══ DATA FOR THIS EXERCISE

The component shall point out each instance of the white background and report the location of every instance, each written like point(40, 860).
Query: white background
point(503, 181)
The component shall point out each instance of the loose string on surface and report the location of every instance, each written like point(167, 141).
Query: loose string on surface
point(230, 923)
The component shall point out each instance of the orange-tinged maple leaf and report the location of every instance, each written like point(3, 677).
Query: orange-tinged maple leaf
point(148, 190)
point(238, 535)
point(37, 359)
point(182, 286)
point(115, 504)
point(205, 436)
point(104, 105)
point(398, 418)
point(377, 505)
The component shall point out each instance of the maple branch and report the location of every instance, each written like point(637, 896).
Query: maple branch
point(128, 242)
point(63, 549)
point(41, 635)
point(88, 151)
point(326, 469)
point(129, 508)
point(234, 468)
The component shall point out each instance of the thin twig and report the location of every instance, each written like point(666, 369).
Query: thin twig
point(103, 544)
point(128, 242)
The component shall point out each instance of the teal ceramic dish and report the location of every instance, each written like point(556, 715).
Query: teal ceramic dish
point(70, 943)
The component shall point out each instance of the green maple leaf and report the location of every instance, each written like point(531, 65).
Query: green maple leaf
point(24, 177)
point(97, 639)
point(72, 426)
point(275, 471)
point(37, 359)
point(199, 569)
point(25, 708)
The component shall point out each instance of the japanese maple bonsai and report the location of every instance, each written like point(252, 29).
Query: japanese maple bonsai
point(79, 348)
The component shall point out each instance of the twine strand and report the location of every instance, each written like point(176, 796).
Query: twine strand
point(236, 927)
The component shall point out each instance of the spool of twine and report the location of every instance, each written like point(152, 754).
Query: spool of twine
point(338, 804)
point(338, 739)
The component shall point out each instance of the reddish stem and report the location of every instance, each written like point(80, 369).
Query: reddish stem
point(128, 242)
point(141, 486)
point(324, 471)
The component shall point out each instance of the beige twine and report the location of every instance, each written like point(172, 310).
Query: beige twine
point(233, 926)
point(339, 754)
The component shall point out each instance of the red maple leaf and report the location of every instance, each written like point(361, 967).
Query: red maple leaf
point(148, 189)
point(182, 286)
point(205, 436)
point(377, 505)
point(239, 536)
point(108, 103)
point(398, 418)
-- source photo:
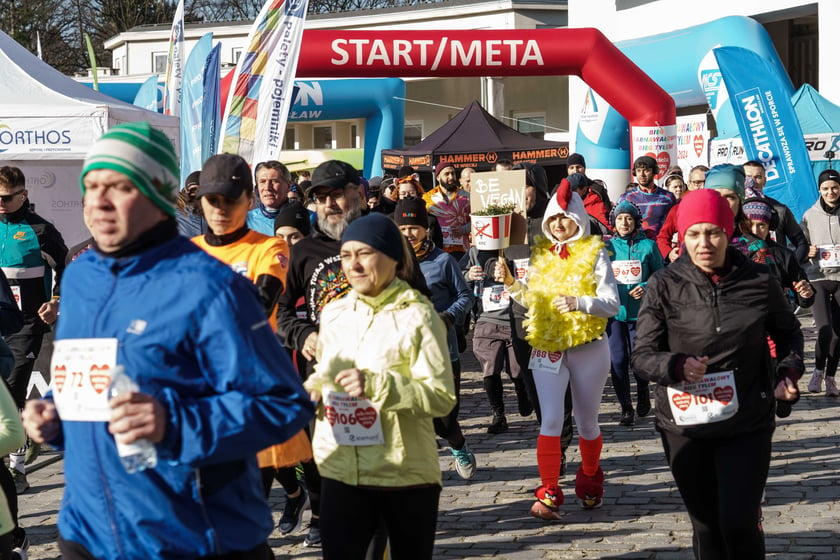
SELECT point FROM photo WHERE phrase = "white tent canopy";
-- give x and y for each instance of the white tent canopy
(48, 122)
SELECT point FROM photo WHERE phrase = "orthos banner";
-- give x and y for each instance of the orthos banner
(35, 135)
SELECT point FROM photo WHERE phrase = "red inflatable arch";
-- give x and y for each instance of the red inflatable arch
(536, 52)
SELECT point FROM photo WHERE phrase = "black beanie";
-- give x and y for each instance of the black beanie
(411, 212)
(378, 231)
(295, 215)
(576, 159)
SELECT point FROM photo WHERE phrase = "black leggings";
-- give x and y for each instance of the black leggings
(827, 320)
(447, 427)
(721, 482)
(409, 514)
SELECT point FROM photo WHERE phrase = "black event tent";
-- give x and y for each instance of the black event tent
(474, 138)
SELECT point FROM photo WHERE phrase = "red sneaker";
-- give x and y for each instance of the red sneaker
(590, 489)
(547, 506)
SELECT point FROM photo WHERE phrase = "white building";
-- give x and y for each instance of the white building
(538, 105)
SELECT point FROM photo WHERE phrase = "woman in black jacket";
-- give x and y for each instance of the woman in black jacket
(702, 337)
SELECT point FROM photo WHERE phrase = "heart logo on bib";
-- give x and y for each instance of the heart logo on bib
(100, 378)
(724, 394)
(366, 416)
(682, 400)
(331, 415)
(59, 375)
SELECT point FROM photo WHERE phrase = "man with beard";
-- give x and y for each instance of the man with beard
(315, 267)
(451, 206)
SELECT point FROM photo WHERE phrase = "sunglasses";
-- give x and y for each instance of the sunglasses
(9, 197)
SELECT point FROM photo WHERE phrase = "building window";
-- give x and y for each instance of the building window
(354, 136)
(532, 124)
(159, 62)
(413, 134)
(322, 137)
(289, 139)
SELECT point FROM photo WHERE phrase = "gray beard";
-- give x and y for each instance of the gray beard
(336, 230)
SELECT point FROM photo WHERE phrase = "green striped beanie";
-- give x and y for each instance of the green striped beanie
(145, 155)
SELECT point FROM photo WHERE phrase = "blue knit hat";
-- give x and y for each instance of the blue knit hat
(729, 177)
(626, 207)
(378, 231)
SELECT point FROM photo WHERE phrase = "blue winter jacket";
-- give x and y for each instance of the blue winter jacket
(193, 334)
(636, 248)
(450, 292)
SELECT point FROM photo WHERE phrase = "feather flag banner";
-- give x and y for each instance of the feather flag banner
(175, 65)
(262, 88)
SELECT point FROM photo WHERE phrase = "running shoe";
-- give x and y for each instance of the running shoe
(292, 516)
(815, 385)
(590, 489)
(464, 462)
(313, 536)
(21, 484)
(831, 387)
(547, 505)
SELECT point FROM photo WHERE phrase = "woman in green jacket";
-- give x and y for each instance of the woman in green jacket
(383, 374)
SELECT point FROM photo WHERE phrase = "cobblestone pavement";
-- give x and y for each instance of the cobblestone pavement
(642, 516)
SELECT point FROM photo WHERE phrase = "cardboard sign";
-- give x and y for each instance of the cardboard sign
(502, 187)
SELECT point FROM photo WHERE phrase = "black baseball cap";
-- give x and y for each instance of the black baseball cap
(333, 174)
(226, 174)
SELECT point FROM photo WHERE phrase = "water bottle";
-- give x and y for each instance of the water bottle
(478, 287)
(141, 454)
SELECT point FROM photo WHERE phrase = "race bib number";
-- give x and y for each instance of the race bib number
(451, 236)
(548, 362)
(81, 373)
(353, 421)
(520, 268)
(713, 399)
(829, 256)
(627, 272)
(495, 298)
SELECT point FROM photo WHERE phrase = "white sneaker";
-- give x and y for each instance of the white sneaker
(831, 387)
(815, 385)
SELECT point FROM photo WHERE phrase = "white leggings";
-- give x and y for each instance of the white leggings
(586, 368)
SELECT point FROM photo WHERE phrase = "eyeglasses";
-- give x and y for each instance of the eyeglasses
(9, 197)
(336, 195)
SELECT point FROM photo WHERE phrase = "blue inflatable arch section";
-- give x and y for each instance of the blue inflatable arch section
(680, 62)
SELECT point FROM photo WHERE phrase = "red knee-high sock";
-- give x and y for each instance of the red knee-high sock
(548, 459)
(590, 454)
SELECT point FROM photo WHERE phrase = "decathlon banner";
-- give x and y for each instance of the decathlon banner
(262, 91)
(192, 103)
(769, 127)
(175, 64)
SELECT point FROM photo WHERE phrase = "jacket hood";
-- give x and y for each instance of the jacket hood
(574, 209)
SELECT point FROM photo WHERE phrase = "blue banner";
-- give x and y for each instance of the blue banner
(148, 95)
(192, 101)
(211, 110)
(769, 127)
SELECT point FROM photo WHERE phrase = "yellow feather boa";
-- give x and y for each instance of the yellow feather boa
(550, 276)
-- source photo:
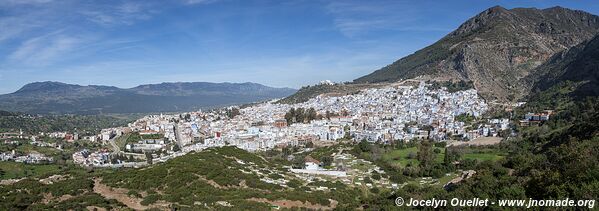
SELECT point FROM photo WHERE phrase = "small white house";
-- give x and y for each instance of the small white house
(311, 163)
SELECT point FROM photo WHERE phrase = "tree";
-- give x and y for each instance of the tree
(364, 146)
(425, 154)
(176, 148)
(311, 114)
(326, 161)
(149, 158)
(290, 116)
(299, 115)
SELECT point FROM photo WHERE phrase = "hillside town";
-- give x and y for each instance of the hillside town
(396, 112)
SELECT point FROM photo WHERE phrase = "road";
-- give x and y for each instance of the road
(115, 148)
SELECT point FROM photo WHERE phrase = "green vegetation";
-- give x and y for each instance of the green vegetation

════

WHAT IS REQUIRED
Both the first line of the data above and the line with "The component shall point out each instance of the orange-tinged" must be included; please return exactly those lines and the ones between them.

RESULT OF THIS TASK
The component shall point out each instance of the white background and report the location of every instance, each written like point(40, 860).
Query: white background
point(503, 181)
The component shall point out each instance of the loose string on surface and report the location of every instance, each written like point(167, 141).
Query: loose string on surface
point(230, 923)
The component shall point out each instance of the orange-tinged maple leaf and report the location of every instance, each written like point(3, 677).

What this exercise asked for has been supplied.